-- start GIVEN RECORDS --
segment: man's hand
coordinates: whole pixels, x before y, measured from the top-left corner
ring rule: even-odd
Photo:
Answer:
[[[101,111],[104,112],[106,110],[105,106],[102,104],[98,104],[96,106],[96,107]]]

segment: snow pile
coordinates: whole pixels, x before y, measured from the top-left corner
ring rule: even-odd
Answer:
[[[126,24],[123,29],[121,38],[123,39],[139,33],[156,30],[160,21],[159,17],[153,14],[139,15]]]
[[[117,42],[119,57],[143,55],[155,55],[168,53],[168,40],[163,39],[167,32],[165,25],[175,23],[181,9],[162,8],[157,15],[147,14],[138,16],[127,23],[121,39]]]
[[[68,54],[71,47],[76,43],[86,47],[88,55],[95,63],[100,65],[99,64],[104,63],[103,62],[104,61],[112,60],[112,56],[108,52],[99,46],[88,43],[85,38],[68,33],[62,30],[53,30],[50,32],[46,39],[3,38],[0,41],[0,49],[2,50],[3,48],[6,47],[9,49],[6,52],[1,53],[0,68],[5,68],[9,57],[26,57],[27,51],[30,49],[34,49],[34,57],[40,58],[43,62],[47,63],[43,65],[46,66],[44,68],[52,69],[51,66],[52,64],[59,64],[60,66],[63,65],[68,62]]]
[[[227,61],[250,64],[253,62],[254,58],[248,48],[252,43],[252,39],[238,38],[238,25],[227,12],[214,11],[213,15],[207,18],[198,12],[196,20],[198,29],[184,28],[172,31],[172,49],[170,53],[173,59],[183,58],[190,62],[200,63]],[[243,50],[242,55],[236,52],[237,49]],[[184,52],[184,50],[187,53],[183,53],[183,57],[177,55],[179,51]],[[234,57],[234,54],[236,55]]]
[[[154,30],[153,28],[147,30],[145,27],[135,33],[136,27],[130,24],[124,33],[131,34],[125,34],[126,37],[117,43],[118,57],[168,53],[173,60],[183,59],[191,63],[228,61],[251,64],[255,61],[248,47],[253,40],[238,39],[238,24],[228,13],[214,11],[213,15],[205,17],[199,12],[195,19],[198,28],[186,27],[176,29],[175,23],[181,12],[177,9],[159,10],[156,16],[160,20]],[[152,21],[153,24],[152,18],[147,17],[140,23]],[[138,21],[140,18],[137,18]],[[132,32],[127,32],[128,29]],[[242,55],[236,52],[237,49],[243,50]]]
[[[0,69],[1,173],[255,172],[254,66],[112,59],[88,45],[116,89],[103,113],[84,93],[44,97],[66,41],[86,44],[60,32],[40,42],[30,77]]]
-- end GIVEN RECORDS --
▶ _EXERCISE INSTRUCTIONS_: Write out the material above again, changing every occurrence of "ring rule" to "fill rule" and leaving everything else as it is.

▶ _SOLUTION FOR THIS PROBLEM_:
segment: man's hand
coordinates: whole pixels, x before y, measured from the top-left corner
fill rule: even-odd
Photo:
Answer:
[[[101,111],[104,112],[106,110],[105,106],[102,104],[98,104],[96,106],[96,107]]]

segment: snow pile
coordinates: whole pixels, x before y, measured from the top-left corner
fill rule: even-odd
Answer:
[[[126,24],[123,29],[121,38],[123,39],[139,33],[156,30],[160,21],[159,17],[153,14],[139,15]]]
[[[117,42],[119,57],[143,55],[155,55],[168,53],[168,40],[163,39],[167,32],[165,25],[175,23],[181,9],[162,8],[157,15],[147,14],[138,16],[127,23],[121,39]]]
[[[68,54],[71,47],[76,43],[86,47],[88,55],[95,63],[100,65],[99,64],[104,63],[103,62],[104,61],[112,60],[112,56],[108,52],[99,46],[88,43],[85,38],[68,33],[62,30],[53,30],[50,32],[46,39],[3,38],[0,41],[0,49],[2,50],[3,48],[6,47],[9,49],[6,52],[1,53],[0,68],[5,68],[9,57],[26,57],[27,51],[30,49],[34,49],[34,57],[40,58],[43,62],[47,63],[43,65],[46,66],[44,68],[52,69],[51,66],[52,64],[59,64],[60,66],[63,65],[68,62]]]
[[[227,61],[250,64],[253,62],[254,58],[248,48],[252,43],[252,39],[238,38],[238,25],[227,12],[214,11],[213,15],[207,18],[198,12],[196,20],[198,29],[184,28],[172,31],[172,49],[170,53],[173,59],[183,58],[190,62],[200,63]],[[243,50],[242,55],[236,52],[237,49]],[[184,52],[184,50],[187,53],[183,53],[183,57],[177,55],[179,51]],[[234,57],[234,54],[236,55]]]
[[[154,30],[153,28],[147,30],[145,27],[135,33],[136,27],[130,24],[124,33],[131,34],[125,34],[126,37],[117,43],[118,57],[168,53],[173,60],[183,59],[191,63],[228,61],[251,64],[255,61],[248,47],[253,40],[238,39],[238,24],[228,13],[214,11],[213,15],[205,17],[199,12],[195,19],[198,28],[186,27],[176,29],[175,23],[181,12],[177,9],[159,10],[156,16],[160,20]],[[152,21],[153,24],[152,18],[147,17],[140,23]],[[138,21],[140,18],[137,18]],[[132,32],[127,32],[128,29]],[[242,55],[236,52],[237,49],[243,50]]]
[[[0,69],[1,173],[255,172],[254,66],[112,59],[88,45],[116,89],[103,113],[84,93],[44,97],[66,41],[86,44],[60,32],[40,42],[30,77]]]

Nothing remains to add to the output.